▸ **Prompt**
An exact reproduction of all entries is required.

▸ **Records**

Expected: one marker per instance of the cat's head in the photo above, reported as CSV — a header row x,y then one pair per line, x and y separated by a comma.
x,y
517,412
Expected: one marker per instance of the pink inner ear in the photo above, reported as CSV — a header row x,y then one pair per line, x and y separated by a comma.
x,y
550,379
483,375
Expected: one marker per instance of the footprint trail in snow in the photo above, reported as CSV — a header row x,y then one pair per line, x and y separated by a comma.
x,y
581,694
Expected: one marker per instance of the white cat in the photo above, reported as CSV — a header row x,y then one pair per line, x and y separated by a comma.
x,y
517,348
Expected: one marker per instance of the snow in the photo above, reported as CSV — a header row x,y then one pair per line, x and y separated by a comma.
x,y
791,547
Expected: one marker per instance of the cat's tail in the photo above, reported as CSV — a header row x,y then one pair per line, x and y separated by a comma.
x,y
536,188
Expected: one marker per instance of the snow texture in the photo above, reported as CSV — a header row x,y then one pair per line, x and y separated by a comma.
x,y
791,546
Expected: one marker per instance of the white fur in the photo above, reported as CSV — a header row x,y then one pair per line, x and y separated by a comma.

▸ **Exercise output**
Expected: one marker per instance of the cat's head in the photo above, reported as CSV — a header row x,y then one pair per line, x and y separated by a comma.
x,y
517,412
Expected: one marker per instance of the pink inner ear in the photo above, reported as CSV — a header row x,y then one pair per line, x and y separated by a comma.
x,y
550,379
483,375
Expected: one marker per instance of the footprint trail in snow in the photo above, reported as CSV — a header row x,y then one pair per line, x and y separated by a comma.
x,y
581,694
Expected: one marker per instance of the white cat in the photo above, reported as CSV — a header row x,y then one pair per line, x and y separated by a comma.
x,y
517,348
Expected: one marker per instance of the snow in the photo above, reported as CSV — a header row x,y then one pair per line, x and y separated by a comma.
x,y
791,547
Expected: one marker per instance of the cat's tail in the photo above, reported as CSV — a header row x,y then one pair per line, x and y separated by a comma.
x,y
536,188
Expected: one marker per instance of the snow texture in the photo above, reported as CSV — a header row x,y then one pair per line, x and y separated by a comma.
x,y
791,546
Expected: one marker per instance of the white fur in the photo above, reported as CSV — a header row x,y then one pair per line, x and y separated by a comma.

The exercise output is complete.